------ Exercise data ------

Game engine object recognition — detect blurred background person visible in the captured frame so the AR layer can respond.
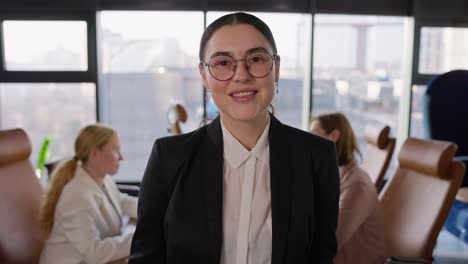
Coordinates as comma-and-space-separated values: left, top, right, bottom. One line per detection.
39, 124, 138, 264
310, 112, 387, 264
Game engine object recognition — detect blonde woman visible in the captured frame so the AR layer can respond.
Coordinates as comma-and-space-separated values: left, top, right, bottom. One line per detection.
310, 113, 387, 264
39, 124, 138, 264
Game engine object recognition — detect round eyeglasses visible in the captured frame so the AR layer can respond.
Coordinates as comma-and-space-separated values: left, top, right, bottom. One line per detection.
200, 51, 278, 81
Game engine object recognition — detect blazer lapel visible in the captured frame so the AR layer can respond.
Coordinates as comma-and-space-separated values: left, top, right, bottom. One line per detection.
103, 178, 123, 217
95, 194, 121, 234
75, 167, 122, 234
198, 115, 292, 263
269, 115, 292, 264
200, 116, 224, 263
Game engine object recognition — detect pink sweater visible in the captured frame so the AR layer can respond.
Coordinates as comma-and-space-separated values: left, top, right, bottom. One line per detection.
334, 161, 387, 264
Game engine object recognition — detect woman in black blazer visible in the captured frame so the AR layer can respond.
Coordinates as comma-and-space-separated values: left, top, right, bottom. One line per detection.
129, 12, 339, 264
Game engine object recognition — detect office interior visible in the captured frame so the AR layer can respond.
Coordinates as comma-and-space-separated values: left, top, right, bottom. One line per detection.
1, 0, 468, 263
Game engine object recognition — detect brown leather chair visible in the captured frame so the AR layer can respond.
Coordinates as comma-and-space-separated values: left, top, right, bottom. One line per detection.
167, 103, 188, 135
362, 124, 396, 190
379, 138, 465, 262
0, 128, 44, 264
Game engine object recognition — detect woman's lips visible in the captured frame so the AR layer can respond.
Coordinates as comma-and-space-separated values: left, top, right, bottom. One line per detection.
230, 90, 258, 102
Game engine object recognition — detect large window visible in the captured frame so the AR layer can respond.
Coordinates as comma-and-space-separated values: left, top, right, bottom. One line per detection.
410, 25, 468, 139
0, 17, 96, 174
3, 21, 88, 71
418, 27, 468, 75
98, 11, 204, 181
410, 84, 427, 138
312, 15, 407, 150
207, 12, 312, 129
0, 83, 96, 165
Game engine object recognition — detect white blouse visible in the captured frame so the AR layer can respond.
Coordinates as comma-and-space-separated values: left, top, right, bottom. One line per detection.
220, 118, 272, 264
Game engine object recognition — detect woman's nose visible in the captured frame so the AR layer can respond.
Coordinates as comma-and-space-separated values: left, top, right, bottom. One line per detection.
232, 60, 252, 82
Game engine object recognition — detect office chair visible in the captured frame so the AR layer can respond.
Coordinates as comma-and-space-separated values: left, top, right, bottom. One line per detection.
167, 103, 188, 135
361, 124, 396, 190
379, 138, 465, 262
0, 128, 44, 263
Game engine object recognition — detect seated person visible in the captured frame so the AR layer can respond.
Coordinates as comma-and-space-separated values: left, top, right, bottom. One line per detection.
39, 124, 137, 264
310, 113, 386, 264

------

= Problem details =
Above are the records; copy every one of them exactly and omit the images.

= Answer area =
Game engine object recognition — detect blurred background person visible in the captured frame so the AR layer can respond.
Coordinates as comma-and-space-separated values: left, top, right, bottom. One line per detection.
39, 124, 138, 264
310, 112, 387, 264
Game engine object recognition — detect blonde woman visible in the captured frame so the AR layer can respond.
Coordinates as comma-and-space-separated values: left, top, right, bottom. One line per detection.
310, 113, 387, 264
39, 124, 138, 264
Game engine object recognition — detect round eyeglasses visible in the captured frame so the AR layer can respond.
Coordinates as comma-and-space-separated values: left, top, right, bottom. One line per detection.
200, 51, 278, 81
Game engine object recognition — detect blazer lapel visible in the captured frame so the AR layer can respond.
Coordinates as comma-and-space-separated values: left, top, right, bottom. One line per detection.
103, 178, 123, 217
95, 194, 121, 234
75, 167, 122, 234
198, 115, 292, 263
269, 115, 292, 264
200, 116, 224, 263
Game engine object recognition — detect pink sweater visible in the captured frame so the AR layer can respond.
Coordinates as comma-and-space-separated values: left, top, right, bottom. One line per detection.
334, 161, 387, 264
Game engine object recognition — detect woman in black blazer visible in the captured frame so the AR layer can respond.
Coordinates as comma-and-space-separated values: left, top, right, bottom. One line per detection.
129, 12, 339, 264
Game engine object recognition — detect office interior visible in the captured frame so the AR layer can respond.
Coordinates as comma-and-space-separated values: left, top, right, bottom. One line per detection.
1, 0, 468, 263
Game engine object recognition — detect brown leather chair visible in the captured frame so the AR layer can respond.
Coordinates as comma-and-space-separated values: left, top, right, bottom. One line per detection.
167, 103, 188, 135
362, 124, 396, 190
379, 138, 465, 262
0, 128, 44, 264
Game engine object recognition — detect woman's lips visible in the captured frame so the AR layer can respond.
Coordinates as comma-and-space-separated values: left, top, right, bottom. One line per detection.
230, 90, 258, 102
Game engine object recognition — detect large window visible in the captured frame so the AR layer can respond.
Coordinates as comma-and-space-separated values: left, top, right, bottom. One line per detection.
410, 25, 468, 139
0, 17, 96, 174
3, 21, 88, 71
418, 27, 468, 75
98, 11, 204, 181
410, 84, 427, 138
312, 15, 407, 150
207, 12, 312, 129
0, 83, 96, 165
Game engine object recognition — detect white blouse visible in the captured frame so the AR layer can respond.
Coordinates as comma-and-space-separated values: left, top, right, bottom. One line per detection.
220, 118, 272, 264
Game engine object recognition — detect woman's nose visible in the captured frame so the AR layer can respond.
Coordinates as comma-and-space-separated values: left, top, right, bottom. One line per detection.
232, 60, 252, 82
Game engine object recognition — detect office chair visible in the captured frame so the AR layer can respond.
Coordinates as comma-and-space-separated values: left, top, right, bottom. One line per detection.
167, 103, 188, 135
361, 124, 396, 190
379, 138, 465, 262
0, 128, 44, 263
Game engine object recognition — detect seated person visible in the captured frame so the AR layer can respond.
Coordinates as comma-and-space-separated values: left, top, right, bottom. One line per detection.
39, 124, 137, 264
310, 113, 386, 264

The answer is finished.